Aim of the task :: Pictures in the entries below are excluded; copy only the lines from the one containing "the gravel between" to the one containing "the black awning", both included.

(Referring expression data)
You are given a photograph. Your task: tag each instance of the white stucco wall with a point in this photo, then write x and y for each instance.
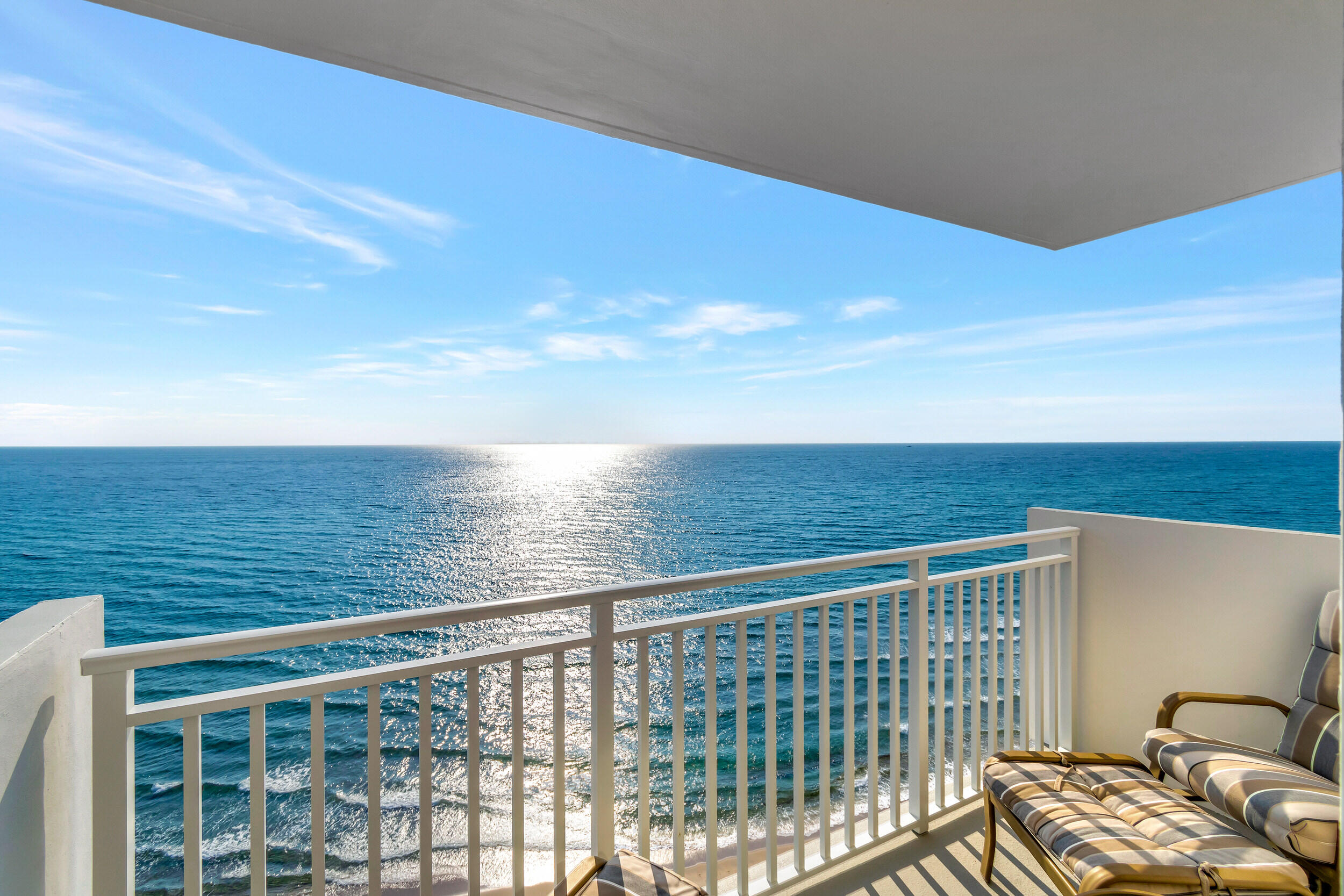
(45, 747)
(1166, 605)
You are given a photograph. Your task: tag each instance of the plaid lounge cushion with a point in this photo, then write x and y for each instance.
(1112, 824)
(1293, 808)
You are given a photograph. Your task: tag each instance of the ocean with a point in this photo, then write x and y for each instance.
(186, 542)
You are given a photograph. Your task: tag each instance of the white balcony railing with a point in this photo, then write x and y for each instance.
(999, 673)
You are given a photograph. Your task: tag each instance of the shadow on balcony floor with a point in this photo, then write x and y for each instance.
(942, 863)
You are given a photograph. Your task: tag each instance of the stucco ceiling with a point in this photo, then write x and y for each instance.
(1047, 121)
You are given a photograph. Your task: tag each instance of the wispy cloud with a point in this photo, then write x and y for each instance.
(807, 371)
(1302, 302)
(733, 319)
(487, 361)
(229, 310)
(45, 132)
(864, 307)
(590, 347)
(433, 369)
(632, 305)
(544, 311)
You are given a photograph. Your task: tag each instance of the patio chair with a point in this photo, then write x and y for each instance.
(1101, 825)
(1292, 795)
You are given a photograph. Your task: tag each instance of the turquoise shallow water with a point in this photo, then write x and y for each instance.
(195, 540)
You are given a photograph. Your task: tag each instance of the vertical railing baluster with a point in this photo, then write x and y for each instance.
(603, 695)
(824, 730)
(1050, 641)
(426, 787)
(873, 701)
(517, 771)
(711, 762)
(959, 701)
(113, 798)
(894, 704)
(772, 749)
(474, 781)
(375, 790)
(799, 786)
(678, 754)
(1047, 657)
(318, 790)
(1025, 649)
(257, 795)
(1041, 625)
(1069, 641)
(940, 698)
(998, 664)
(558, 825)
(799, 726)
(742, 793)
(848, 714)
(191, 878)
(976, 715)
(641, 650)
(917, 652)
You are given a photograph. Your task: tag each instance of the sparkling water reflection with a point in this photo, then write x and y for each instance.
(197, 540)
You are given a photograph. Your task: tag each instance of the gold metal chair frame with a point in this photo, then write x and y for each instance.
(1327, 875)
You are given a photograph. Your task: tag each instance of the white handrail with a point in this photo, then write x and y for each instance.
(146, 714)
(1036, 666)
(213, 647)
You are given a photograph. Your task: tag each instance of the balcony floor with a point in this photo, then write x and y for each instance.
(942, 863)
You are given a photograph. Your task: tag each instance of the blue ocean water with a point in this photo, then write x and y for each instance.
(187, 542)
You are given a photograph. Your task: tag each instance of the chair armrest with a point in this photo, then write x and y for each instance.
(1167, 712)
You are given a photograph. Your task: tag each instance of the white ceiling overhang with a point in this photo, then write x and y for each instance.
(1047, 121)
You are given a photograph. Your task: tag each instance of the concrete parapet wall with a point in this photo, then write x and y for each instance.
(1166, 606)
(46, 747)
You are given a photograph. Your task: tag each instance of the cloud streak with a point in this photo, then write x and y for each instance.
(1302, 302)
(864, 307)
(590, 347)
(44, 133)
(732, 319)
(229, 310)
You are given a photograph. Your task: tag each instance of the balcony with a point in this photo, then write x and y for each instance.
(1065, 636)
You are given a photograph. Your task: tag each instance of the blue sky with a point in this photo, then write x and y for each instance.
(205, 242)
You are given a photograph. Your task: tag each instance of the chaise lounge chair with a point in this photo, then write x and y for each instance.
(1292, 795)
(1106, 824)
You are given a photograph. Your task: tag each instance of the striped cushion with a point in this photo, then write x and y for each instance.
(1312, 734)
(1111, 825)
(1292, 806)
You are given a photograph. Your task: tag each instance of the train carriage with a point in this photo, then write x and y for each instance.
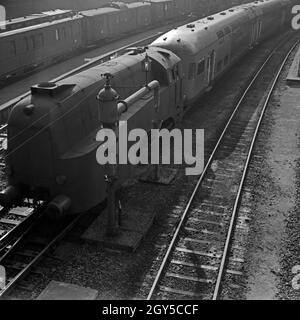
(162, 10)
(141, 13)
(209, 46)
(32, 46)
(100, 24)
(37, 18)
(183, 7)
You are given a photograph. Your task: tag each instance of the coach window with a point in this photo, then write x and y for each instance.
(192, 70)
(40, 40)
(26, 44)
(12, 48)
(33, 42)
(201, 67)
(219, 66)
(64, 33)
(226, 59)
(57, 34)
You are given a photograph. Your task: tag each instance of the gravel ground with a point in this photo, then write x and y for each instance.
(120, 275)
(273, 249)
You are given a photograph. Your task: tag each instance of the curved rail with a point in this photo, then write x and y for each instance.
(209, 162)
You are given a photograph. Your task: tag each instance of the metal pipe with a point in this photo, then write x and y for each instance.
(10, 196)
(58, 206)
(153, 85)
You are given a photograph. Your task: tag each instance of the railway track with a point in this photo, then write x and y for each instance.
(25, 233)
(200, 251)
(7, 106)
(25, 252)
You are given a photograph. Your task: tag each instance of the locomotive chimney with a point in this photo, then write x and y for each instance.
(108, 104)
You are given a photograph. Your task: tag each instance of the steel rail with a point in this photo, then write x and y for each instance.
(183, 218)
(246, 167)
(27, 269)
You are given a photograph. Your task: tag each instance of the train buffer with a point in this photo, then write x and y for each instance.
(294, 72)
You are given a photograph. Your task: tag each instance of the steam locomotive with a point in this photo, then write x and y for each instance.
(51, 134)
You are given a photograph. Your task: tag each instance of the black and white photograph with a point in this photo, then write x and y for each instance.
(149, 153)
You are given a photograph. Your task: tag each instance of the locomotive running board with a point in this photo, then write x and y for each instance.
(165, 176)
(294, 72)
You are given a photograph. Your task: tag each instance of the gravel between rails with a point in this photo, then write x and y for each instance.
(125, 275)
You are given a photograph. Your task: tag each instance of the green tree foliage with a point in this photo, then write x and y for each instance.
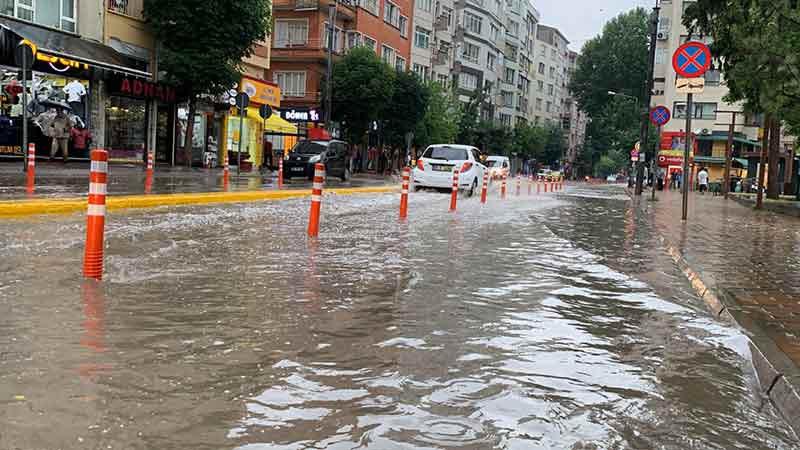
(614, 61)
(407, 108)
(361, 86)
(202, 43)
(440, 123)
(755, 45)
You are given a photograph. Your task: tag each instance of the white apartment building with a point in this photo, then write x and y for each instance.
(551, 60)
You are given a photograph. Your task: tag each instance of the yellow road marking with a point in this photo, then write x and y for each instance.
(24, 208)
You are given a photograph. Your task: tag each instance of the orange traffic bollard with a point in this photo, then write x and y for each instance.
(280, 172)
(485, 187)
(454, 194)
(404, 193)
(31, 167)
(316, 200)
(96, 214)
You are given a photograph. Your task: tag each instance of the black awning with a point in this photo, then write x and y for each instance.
==
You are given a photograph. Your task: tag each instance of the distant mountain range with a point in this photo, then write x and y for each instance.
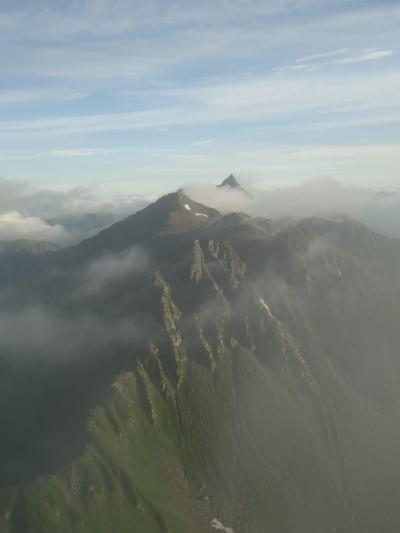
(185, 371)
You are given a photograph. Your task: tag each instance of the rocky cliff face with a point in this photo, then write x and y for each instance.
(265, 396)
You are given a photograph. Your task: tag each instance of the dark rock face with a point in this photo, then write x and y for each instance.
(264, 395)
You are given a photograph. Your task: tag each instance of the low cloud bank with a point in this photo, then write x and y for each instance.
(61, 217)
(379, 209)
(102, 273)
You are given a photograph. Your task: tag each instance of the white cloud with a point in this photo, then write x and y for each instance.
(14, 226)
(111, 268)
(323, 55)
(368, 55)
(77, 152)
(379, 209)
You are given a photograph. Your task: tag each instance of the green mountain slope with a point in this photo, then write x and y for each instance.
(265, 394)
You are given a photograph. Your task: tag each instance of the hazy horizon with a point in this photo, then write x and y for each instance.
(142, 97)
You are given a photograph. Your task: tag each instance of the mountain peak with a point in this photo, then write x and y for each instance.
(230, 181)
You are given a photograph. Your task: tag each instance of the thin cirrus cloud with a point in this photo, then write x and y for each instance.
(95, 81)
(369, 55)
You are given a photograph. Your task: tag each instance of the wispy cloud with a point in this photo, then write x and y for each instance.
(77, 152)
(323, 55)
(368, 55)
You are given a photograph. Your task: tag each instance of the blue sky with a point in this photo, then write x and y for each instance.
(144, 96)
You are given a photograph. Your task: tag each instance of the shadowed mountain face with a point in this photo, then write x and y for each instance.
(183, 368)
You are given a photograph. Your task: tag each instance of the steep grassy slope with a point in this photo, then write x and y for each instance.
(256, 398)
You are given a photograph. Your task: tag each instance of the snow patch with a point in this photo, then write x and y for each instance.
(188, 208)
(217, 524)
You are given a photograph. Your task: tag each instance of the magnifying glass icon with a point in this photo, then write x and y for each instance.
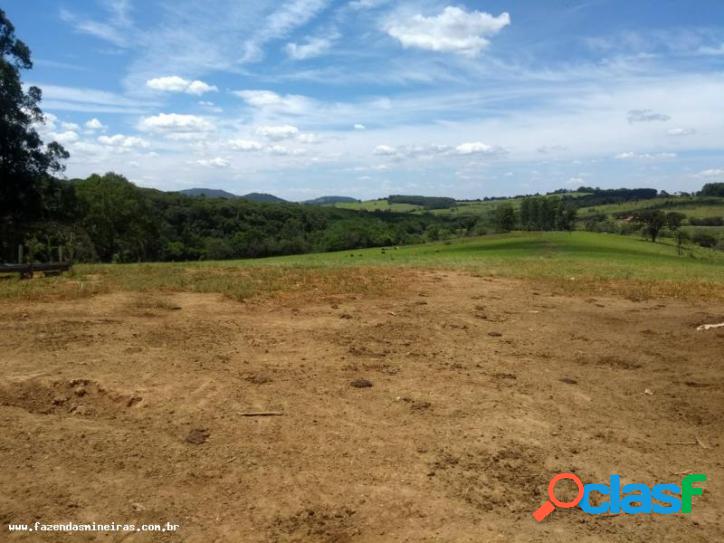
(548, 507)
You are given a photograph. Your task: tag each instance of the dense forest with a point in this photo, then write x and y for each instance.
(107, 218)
...
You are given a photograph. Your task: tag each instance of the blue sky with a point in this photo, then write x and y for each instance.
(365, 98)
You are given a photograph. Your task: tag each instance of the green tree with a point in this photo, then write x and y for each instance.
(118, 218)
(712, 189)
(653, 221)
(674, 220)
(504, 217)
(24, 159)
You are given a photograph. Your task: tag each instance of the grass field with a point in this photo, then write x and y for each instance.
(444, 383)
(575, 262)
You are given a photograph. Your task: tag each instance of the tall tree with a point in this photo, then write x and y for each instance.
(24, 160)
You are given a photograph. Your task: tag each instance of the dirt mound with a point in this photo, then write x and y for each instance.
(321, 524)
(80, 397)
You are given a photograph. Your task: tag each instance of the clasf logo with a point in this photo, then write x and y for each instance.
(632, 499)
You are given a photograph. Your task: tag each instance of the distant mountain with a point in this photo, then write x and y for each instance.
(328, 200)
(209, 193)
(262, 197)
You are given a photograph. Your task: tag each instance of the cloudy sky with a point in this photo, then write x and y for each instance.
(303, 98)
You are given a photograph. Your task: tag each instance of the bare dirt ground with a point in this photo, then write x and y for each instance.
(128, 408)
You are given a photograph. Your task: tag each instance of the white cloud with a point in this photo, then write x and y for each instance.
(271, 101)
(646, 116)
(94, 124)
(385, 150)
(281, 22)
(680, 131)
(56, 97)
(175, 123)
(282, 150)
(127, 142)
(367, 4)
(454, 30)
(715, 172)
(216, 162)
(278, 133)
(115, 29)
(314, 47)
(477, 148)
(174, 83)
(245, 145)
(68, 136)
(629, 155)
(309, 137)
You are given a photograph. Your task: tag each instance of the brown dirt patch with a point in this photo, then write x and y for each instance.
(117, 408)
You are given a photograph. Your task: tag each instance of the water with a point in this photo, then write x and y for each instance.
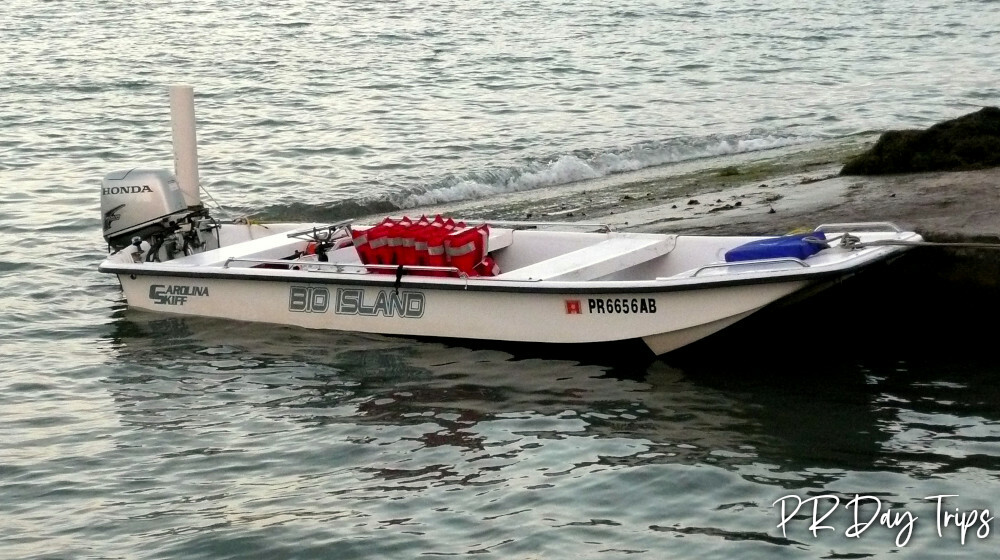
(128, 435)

Completed task ::
You are given a photograph. Your task: tag each instance of the gravel between rails with a point in this photo, then write x and y for each instance.
(125, 275)
You are given a photograph. Your task: tag each instance of the green tree foliage with a point in this photo, then write x and y for each instance.
(614, 61)
(407, 108)
(361, 86)
(202, 43)
(440, 123)
(755, 45)
You are given a photograph. Your task: tag each instance of the white apartment building with a point in this photo, then write x and y for each instance.
(551, 60)
You are given a photograph. Your task: tag each instance of the yellow road marking with a point in this photo, then write x and y for each instance.
(24, 208)
You are given a photograph. Your task: tag each instance of the orange traffic bollard with a point in this photo, then write x and y for each instance.
(280, 172)
(485, 187)
(454, 194)
(404, 193)
(31, 167)
(316, 200)
(96, 214)
You are given a photograph. Your task: tag each instance of the black awning with a point in this photo, then write x and y for each instance.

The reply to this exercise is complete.